● YOUR ASSIGNMENT: Pick out each line in these entries that contains the string "metal".

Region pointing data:

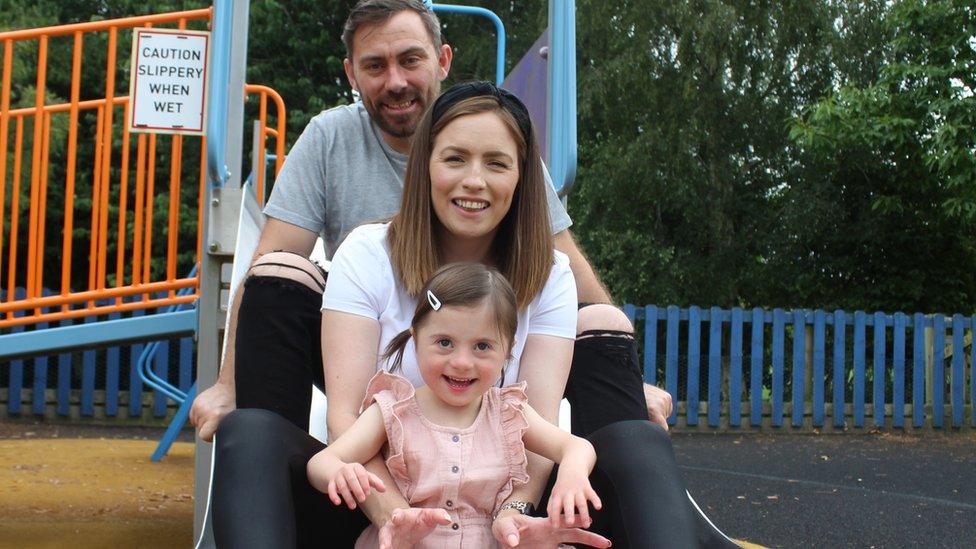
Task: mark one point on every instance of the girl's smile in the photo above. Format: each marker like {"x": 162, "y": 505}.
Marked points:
{"x": 460, "y": 355}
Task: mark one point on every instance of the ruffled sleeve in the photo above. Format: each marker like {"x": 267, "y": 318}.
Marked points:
{"x": 394, "y": 395}
{"x": 512, "y": 399}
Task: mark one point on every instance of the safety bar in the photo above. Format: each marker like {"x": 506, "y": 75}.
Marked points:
{"x": 562, "y": 95}
{"x": 222, "y": 25}
{"x": 143, "y": 367}
{"x": 499, "y": 31}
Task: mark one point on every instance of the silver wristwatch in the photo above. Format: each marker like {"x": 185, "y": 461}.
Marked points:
{"x": 524, "y": 507}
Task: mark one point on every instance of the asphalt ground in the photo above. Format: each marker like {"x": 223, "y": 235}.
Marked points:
{"x": 846, "y": 490}
{"x": 81, "y": 486}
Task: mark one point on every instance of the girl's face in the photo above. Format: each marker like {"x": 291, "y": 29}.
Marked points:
{"x": 474, "y": 169}
{"x": 460, "y": 353}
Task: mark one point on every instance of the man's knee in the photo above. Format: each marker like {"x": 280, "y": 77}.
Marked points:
{"x": 601, "y": 316}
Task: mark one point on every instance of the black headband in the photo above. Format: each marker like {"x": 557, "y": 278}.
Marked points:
{"x": 467, "y": 90}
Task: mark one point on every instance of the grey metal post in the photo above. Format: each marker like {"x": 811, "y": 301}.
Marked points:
{"x": 226, "y": 132}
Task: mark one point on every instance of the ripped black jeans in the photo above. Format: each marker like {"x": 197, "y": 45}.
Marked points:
{"x": 279, "y": 357}
{"x": 261, "y": 497}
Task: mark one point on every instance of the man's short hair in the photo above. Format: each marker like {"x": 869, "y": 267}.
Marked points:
{"x": 374, "y": 12}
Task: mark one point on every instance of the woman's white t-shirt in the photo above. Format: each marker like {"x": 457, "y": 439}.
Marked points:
{"x": 362, "y": 282}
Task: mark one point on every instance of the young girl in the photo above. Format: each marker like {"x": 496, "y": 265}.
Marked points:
{"x": 457, "y": 443}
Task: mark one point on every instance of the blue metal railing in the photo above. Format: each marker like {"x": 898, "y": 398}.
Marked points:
{"x": 499, "y": 31}
{"x": 926, "y": 384}
{"x": 561, "y": 120}
{"x": 217, "y": 94}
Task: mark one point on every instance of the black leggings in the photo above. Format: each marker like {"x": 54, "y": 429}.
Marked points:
{"x": 262, "y": 498}
{"x": 275, "y": 506}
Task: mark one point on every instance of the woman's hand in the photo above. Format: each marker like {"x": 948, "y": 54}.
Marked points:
{"x": 407, "y": 527}
{"x": 517, "y": 530}
{"x": 351, "y": 483}
{"x": 571, "y": 492}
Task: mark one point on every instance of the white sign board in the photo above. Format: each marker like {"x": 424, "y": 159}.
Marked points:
{"x": 168, "y": 84}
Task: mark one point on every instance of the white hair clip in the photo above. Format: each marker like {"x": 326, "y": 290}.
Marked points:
{"x": 434, "y": 302}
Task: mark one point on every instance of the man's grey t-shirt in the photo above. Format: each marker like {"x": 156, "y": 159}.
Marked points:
{"x": 341, "y": 174}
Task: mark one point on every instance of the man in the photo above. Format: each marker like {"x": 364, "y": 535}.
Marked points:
{"x": 347, "y": 168}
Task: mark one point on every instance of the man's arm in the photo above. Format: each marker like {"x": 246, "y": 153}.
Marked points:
{"x": 589, "y": 289}
{"x": 211, "y": 405}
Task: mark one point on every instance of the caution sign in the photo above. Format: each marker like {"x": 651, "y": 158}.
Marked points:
{"x": 168, "y": 84}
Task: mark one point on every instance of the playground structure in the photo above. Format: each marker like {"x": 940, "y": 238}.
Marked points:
{"x": 126, "y": 219}
{"x": 123, "y": 195}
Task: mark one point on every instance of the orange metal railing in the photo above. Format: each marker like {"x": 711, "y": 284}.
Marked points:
{"x": 278, "y": 132}
{"x": 134, "y": 243}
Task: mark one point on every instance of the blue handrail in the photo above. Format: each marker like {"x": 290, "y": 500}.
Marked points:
{"x": 499, "y": 30}
{"x": 562, "y": 98}
{"x": 143, "y": 366}
{"x": 220, "y": 76}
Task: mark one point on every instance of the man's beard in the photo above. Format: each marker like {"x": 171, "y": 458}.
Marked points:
{"x": 399, "y": 126}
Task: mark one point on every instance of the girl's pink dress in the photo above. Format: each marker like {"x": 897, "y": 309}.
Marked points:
{"x": 468, "y": 472}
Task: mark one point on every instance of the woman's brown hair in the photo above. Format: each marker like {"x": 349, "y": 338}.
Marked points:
{"x": 523, "y": 246}
{"x": 461, "y": 285}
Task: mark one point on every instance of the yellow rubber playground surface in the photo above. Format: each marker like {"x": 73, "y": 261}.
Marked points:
{"x": 101, "y": 493}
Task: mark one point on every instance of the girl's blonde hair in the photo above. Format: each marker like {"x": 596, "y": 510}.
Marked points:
{"x": 461, "y": 285}
{"x": 523, "y": 245}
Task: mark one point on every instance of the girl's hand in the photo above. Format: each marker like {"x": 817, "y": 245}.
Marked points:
{"x": 534, "y": 532}
{"x": 351, "y": 483}
{"x": 572, "y": 491}
{"x": 407, "y": 527}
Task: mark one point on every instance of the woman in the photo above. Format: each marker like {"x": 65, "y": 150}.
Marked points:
{"x": 473, "y": 192}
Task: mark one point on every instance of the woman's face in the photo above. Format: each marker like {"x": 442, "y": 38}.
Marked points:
{"x": 474, "y": 169}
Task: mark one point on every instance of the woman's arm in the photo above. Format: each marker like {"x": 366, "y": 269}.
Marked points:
{"x": 349, "y": 354}
{"x": 338, "y": 471}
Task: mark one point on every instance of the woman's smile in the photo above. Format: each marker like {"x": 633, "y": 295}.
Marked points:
{"x": 474, "y": 170}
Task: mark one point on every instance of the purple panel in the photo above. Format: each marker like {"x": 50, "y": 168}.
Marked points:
{"x": 529, "y": 80}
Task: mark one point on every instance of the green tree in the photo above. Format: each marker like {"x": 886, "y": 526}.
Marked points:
{"x": 895, "y": 174}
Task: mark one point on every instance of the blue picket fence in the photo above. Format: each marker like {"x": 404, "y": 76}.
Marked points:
{"x": 778, "y": 365}
{"x": 76, "y": 378}
{"x": 726, "y": 368}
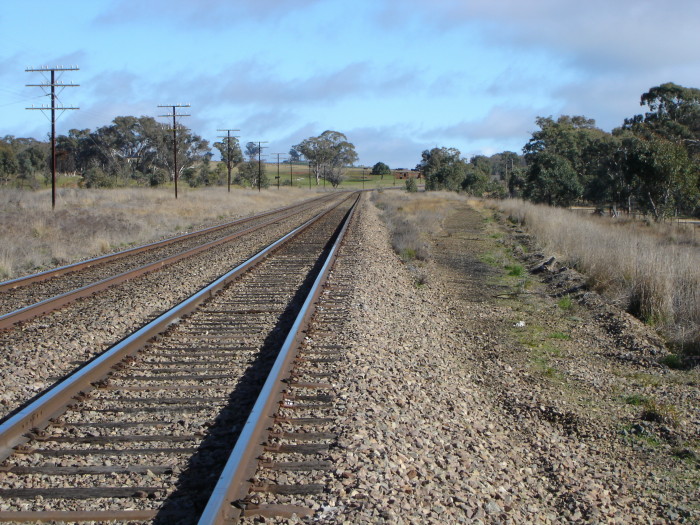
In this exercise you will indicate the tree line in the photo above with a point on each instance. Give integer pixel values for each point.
(651, 163)
(139, 151)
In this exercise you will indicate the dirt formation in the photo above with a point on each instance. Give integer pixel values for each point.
(484, 398)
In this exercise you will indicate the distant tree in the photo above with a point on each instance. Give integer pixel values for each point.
(294, 155)
(665, 180)
(8, 163)
(234, 147)
(551, 179)
(249, 172)
(380, 169)
(443, 169)
(329, 154)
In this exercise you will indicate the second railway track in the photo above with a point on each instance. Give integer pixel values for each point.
(148, 443)
(38, 352)
(20, 298)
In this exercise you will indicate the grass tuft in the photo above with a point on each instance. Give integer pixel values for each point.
(653, 268)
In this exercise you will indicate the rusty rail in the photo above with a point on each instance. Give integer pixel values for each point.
(55, 272)
(38, 414)
(48, 305)
(234, 481)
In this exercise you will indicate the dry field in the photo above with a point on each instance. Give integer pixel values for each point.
(88, 223)
(564, 408)
(651, 270)
(413, 218)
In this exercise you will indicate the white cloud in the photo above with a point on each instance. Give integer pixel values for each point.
(201, 13)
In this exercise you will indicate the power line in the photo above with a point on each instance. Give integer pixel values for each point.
(175, 114)
(53, 83)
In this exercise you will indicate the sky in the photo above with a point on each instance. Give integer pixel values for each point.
(395, 76)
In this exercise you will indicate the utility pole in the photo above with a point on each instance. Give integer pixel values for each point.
(260, 147)
(53, 84)
(278, 168)
(228, 138)
(175, 114)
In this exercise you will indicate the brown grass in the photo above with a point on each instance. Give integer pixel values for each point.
(412, 218)
(653, 270)
(88, 223)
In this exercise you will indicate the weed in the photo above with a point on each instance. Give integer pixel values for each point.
(685, 454)
(559, 335)
(421, 280)
(89, 222)
(408, 254)
(672, 361)
(515, 270)
(565, 303)
(659, 413)
(636, 400)
(651, 267)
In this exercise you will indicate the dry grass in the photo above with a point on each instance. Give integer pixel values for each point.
(88, 223)
(412, 218)
(653, 270)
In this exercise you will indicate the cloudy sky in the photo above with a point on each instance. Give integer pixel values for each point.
(396, 76)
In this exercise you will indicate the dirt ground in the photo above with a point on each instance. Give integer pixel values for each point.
(554, 355)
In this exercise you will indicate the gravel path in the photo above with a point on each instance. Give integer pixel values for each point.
(43, 350)
(446, 422)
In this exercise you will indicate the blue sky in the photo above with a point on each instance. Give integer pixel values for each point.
(396, 76)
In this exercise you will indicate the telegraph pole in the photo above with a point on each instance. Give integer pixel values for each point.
(278, 168)
(53, 84)
(260, 147)
(175, 114)
(228, 138)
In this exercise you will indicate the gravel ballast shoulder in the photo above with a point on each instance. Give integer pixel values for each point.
(440, 428)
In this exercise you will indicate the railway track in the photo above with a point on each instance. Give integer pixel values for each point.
(142, 432)
(30, 296)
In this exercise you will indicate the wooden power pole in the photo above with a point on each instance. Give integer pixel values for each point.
(50, 86)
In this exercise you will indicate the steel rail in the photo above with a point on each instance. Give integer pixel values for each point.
(53, 303)
(37, 414)
(80, 265)
(234, 481)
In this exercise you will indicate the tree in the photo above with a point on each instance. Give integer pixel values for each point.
(665, 178)
(8, 163)
(249, 171)
(551, 179)
(443, 169)
(129, 148)
(330, 153)
(294, 155)
(232, 145)
(380, 169)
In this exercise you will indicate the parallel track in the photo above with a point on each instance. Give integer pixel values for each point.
(27, 297)
(149, 441)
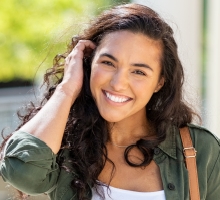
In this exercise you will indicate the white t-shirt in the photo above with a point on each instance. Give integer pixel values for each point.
(120, 194)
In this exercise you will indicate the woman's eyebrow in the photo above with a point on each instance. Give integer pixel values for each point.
(133, 64)
(109, 56)
(142, 65)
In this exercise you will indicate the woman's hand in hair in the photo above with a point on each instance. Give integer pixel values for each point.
(73, 72)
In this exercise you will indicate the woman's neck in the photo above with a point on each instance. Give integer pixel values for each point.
(127, 132)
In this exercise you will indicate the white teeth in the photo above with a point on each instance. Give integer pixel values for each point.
(115, 98)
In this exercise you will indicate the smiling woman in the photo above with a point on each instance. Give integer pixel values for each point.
(108, 127)
(119, 76)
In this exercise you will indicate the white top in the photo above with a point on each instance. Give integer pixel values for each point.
(120, 194)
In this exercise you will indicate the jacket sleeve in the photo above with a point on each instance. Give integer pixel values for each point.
(213, 191)
(29, 164)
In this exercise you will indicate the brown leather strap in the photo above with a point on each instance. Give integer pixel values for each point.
(190, 159)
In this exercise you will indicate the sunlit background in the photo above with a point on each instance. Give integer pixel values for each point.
(32, 32)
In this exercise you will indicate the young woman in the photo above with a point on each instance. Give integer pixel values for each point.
(108, 127)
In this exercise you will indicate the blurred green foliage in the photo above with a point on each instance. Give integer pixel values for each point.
(35, 30)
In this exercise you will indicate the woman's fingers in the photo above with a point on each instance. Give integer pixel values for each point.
(73, 71)
(82, 47)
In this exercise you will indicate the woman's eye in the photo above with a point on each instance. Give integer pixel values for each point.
(107, 63)
(139, 72)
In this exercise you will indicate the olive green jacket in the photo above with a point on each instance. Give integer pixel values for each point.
(30, 165)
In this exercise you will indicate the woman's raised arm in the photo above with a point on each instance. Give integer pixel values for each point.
(49, 123)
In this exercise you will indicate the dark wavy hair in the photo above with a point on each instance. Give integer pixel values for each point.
(86, 132)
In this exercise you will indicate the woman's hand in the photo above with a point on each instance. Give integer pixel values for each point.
(73, 72)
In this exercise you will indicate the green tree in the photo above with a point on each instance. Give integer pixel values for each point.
(32, 30)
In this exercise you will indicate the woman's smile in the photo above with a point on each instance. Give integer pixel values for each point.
(116, 98)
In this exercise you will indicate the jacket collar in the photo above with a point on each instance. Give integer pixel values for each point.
(168, 146)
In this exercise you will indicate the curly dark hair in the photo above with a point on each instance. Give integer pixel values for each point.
(86, 132)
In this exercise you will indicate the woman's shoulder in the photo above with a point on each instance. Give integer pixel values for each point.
(202, 136)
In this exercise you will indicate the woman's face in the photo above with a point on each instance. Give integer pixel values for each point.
(125, 73)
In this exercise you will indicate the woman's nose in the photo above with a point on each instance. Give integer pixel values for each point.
(119, 81)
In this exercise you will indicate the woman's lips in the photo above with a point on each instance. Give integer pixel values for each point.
(116, 98)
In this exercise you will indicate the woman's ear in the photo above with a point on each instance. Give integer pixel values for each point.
(160, 84)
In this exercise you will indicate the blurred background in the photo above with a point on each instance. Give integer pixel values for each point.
(33, 32)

● REPLY:
Task: mark one point on every instance of the grey metal post in the photo above. Format: each marker like {"x": 811, "y": 301}.
Task: mark one point on every instance of the blue metal railing in the photo above. Format: each marker like {"x": 898, "y": 398}.
Task: mark one point on every instance of the orange metal railing in the photo above. Format: each marker like {"x": 711, "y": 284}.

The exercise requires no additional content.